Coordinate annotation entries
>> START
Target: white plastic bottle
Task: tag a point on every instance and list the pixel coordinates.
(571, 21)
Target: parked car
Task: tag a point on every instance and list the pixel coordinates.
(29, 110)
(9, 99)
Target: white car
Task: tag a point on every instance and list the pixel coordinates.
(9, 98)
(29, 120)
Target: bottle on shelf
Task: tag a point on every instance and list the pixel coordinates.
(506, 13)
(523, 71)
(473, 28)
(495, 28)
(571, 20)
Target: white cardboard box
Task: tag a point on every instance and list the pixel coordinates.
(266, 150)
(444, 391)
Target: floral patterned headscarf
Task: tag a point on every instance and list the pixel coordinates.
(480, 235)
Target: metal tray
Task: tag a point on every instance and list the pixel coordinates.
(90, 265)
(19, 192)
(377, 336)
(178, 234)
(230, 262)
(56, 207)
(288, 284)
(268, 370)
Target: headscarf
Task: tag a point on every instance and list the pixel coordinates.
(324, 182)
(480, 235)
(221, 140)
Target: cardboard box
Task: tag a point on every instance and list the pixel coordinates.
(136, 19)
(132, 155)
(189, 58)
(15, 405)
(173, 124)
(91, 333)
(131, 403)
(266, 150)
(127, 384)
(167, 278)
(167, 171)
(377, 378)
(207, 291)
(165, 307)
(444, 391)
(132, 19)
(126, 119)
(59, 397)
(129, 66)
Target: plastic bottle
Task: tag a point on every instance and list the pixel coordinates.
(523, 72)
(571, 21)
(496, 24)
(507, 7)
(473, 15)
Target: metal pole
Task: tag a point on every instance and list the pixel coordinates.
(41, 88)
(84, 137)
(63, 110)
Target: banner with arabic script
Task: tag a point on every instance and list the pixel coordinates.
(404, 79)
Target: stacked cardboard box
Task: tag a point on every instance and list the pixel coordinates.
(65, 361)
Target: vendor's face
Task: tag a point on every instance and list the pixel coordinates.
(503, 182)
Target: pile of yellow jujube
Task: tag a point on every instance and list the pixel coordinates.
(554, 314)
>> END
* [Work to complete]: Format every line of the material above as a numbered list, leaving out any blank lines.

* [Task answer]:
1. Target: white plastic bottle
2. Task: tag a point on every instance and list the pixel coordinates.
3. (571, 21)
4. Target: parked car
5. Task: tag a point on every instance and list the pixel coordinates.
6. (29, 110)
7. (9, 99)
8. Target: white car
9. Task: tag a point on every instance and list the pixel coordinates.
10. (9, 98)
11. (29, 120)
12. Target: bottle on shelf
13. Task: tag a point on every instance and list the pixel coordinates.
14. (506, 13)
15. (523, 71)
16. (473, 28)
17. (495, 28)
18. (571, 20)
19. Target: white cardboard box
20. Task: tag a point on every instance and list the pixel coordinates.
21. (266, 150)
22. (444, 391)
23. Target: floral patterned headscarf
24. Task: tag a point on every instance and list the pixel coordinates.
25. (480, 235)
26. Target: metal tray
27. Task: tag a point on every instance and list the pixel coordinates.
28. (90, 265)
29. (19, 192)
30. (377, 336)
31. (178, 234)
32. (230, 262)
33. (56, 207)
34. (288, 284)
35. (268, 370)
36. Target: headscarf
37. Task: tag a point on every instance and list the pixel coordinates.
38. (324, 182)
39. (480, 235)
40. (221, 140)
41. Target: cardboard box
42. Task: tag a point on every instance and list the pixel coordinates.
43. (136, 19)
44. (132, 155)
45. (189, 58)
46. (15, 405)
47. (173, 124)
48. (91, 333)
49. (131, 403)
50. (266, 150)
51. (127, 384)
52. (167, 278)
53. (167, 171)
54. (377, 378)
55. (207, 291)
56. (165, 307)
57. (444, 391)
58. (132, 19)
59. (126, 119)
60. (59, 397)
61. (129, 66)
62. Target: plastic bottle
63. Task: tag a point on every instance and list the pixel coordinates.
64. (523, 72)
65. (571, 21)
66. (496, 24)
67. (507, 7)
68. (473, 15)
69. Target: metal pole
70. Task: tag a point on every instance and list the pixel coordinates.
71. (41, 88)
72. (84, 137)
73. (63, 110)
74. Target: banner with arabic script
75. Task: tag a point on every instance and list the pixel coordinates.
76. (404, 79)
77. Target: stacked cardboard box
78. Task: tag a point on every instance and list the pixel coordinates.
79. (65, 361)
80. Target: vendor's face
81. Task: tag a point on every instance and list the pixel coordinates.
82. (503, 182)
83. Target: pile of yellow jujube
84. Task: tag a point on every instance and list the pixel coordinates.
85. (554, 314)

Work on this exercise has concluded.